*Work instructions:* Starting from the line containing "point: blue sky", write out every remaining line exactly, the last one included.

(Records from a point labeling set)
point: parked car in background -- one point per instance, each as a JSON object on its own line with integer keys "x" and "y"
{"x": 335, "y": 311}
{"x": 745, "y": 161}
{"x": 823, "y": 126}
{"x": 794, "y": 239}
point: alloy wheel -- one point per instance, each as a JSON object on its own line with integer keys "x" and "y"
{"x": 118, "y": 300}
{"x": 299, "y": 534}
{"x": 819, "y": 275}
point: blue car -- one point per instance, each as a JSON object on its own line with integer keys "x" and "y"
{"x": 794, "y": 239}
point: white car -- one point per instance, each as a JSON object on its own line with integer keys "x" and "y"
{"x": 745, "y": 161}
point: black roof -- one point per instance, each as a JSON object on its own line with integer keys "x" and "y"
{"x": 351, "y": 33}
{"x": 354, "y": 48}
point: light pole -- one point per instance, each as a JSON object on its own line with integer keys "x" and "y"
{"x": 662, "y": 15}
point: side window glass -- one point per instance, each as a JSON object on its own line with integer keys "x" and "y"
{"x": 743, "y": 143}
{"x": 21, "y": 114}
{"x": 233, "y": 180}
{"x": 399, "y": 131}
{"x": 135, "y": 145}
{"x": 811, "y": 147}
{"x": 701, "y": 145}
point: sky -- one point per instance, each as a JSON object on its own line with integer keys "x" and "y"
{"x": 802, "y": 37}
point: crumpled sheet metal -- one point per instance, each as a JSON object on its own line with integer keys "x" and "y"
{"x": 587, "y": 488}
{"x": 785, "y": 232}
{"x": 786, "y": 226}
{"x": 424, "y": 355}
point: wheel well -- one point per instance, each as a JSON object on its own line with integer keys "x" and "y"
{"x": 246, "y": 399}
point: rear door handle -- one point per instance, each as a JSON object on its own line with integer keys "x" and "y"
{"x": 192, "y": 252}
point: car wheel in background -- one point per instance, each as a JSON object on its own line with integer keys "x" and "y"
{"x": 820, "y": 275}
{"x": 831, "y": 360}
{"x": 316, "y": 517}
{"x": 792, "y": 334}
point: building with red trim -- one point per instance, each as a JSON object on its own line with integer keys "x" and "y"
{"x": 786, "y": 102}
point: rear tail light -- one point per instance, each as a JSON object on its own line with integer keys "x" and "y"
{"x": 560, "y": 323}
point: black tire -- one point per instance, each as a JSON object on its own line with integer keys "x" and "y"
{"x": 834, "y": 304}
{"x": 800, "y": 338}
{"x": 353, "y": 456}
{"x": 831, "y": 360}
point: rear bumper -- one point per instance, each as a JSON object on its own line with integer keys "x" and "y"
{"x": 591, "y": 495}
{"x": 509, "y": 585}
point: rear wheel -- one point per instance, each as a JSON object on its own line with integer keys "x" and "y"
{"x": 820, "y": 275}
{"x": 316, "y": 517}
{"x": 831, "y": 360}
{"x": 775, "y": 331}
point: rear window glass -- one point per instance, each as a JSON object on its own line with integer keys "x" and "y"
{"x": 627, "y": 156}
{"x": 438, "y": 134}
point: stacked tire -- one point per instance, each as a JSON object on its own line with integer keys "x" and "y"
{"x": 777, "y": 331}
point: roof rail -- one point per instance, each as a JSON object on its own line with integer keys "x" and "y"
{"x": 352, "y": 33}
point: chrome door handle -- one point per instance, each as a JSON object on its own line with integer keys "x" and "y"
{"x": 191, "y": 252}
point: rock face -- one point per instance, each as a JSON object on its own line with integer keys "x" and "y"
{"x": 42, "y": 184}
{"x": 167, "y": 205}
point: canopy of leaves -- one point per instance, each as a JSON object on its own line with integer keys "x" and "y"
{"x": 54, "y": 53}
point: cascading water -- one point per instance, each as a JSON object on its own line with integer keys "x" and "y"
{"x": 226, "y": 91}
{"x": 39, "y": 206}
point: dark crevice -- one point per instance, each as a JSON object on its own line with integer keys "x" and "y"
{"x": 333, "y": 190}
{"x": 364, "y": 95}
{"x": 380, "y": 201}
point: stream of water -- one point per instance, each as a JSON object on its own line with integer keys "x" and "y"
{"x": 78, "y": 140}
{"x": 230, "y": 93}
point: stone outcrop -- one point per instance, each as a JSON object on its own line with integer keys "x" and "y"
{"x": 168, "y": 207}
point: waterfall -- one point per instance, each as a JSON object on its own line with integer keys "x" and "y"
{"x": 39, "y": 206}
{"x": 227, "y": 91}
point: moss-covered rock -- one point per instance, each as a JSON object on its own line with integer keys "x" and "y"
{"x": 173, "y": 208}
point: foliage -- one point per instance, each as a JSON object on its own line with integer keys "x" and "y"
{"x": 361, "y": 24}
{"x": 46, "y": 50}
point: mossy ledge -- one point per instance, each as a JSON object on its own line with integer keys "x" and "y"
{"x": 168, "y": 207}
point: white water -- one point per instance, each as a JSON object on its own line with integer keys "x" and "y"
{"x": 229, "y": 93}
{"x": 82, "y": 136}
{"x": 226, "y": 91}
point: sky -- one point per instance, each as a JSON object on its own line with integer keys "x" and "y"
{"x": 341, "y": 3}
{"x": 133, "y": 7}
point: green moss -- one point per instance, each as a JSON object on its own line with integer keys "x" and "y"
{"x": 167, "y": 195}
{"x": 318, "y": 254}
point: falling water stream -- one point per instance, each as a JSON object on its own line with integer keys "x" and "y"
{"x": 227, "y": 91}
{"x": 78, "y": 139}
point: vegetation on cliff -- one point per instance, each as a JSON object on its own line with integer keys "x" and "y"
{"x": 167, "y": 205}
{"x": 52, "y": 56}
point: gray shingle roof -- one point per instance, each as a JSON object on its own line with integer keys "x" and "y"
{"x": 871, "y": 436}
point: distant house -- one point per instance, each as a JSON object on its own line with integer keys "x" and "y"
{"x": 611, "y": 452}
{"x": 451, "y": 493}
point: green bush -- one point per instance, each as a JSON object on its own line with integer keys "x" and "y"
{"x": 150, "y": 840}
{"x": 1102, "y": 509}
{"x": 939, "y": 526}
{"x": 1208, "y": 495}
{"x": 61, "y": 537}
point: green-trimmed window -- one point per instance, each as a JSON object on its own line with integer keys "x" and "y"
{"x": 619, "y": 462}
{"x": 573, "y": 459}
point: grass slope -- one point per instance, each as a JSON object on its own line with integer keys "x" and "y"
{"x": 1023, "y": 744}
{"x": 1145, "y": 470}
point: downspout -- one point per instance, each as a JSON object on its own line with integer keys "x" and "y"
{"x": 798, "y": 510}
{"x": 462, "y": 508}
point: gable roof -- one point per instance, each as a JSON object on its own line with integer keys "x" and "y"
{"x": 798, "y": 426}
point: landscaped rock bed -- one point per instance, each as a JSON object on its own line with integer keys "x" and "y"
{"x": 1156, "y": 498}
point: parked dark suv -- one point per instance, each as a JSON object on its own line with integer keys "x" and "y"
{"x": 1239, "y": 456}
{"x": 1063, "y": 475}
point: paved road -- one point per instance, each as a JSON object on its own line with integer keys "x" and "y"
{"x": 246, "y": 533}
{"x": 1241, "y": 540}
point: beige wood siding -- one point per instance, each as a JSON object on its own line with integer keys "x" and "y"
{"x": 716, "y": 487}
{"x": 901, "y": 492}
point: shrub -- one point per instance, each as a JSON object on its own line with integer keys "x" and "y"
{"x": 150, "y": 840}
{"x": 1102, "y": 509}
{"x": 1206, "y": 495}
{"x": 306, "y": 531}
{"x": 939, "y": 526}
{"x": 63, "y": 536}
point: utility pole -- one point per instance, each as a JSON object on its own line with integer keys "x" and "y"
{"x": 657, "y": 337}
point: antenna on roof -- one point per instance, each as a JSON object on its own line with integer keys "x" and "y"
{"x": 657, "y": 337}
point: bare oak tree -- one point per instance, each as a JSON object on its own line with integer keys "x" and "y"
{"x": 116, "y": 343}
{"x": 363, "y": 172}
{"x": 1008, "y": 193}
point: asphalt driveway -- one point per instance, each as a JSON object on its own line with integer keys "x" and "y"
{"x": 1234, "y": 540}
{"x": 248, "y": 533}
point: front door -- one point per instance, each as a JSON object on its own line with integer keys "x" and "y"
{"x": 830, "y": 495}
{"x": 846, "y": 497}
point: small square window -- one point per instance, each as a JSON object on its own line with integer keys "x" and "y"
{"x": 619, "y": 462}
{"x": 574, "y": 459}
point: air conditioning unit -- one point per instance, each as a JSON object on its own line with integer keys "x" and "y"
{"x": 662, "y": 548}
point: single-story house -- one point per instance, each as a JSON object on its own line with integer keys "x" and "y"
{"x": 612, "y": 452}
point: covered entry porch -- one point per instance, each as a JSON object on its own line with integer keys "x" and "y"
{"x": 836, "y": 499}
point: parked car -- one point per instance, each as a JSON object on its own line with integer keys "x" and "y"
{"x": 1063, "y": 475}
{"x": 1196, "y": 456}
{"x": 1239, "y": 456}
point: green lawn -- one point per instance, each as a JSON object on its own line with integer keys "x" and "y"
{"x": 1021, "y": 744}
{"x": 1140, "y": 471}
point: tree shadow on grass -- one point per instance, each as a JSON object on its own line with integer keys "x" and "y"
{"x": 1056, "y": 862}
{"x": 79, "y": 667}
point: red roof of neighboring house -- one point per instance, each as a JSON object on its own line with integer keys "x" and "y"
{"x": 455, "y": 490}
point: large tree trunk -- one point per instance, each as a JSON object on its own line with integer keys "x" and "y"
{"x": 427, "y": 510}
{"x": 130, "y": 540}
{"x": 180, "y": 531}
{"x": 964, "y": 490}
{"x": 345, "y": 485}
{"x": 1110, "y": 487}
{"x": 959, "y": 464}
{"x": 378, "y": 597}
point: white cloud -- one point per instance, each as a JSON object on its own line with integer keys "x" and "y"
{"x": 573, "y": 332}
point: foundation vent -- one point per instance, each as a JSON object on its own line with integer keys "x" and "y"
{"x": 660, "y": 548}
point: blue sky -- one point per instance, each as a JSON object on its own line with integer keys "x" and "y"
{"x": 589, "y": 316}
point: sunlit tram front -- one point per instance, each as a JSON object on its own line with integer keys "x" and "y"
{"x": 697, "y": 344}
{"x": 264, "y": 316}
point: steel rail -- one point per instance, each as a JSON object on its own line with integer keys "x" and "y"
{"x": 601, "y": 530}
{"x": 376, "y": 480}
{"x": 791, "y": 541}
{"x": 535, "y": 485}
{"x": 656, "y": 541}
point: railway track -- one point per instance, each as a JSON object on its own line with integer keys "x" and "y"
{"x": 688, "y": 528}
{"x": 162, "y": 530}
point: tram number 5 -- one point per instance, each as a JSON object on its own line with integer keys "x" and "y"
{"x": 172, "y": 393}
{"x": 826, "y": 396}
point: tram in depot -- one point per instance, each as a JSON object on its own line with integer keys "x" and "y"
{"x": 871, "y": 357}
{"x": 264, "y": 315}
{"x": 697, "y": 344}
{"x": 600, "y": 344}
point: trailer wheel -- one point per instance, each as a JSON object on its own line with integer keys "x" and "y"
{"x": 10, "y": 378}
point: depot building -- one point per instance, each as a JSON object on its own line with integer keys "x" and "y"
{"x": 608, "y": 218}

*Written answer:*
point: blue sky -- one point per instance, each as a JSON object on its own line with integer keys "x" and "y"
{"x": 589, "y": 316}
point: sunlit tram front -- one point per instance, each as a JSON object on its own line with integer keys "x" and "y"
{"x": 697, "y": 344}
{"x": 264, "y": 316}
point: steel rail -- one point per instance, each as a JSON object on its own line with integer keys "x" and "y"
{"x": 601, "y": 530}
{"x": 376, "y": 480}
{"x": 791, "y": 541}
{"x": 535, "y": 485}
{"x": 656, "y": 541}
point: railway track -- one point per instance, each as a JSON object on its own line with integer keys "x" and "y"
{"x": 688, "y": 528}
{"x": 162, "y": 530}
point: tram number 5 -- one point per instance, each as a JSON object on its own line with integer keys "x" and "y"
{"x": 172, "y": 393}
{"x": 826, "y": 396}
point: tram in depot -- one point per instance, each as a JSON object on its own line with integer keys "x" and "y"
{"x": 871, "y": 357}
{"x": 264, "y": 315}
{"x": 697, "y": 344}
{"x": 600, "y": 344}
point: trailer wheel -- one point per instance, each as a JSON object on its own line with integer keys "x" and "y"
{"x": 10, "y": 378}
point: depot building -- one point per instance, each as a JSON object on its own line with integer keys "x" and "y"
{"x": 608, "y": 218}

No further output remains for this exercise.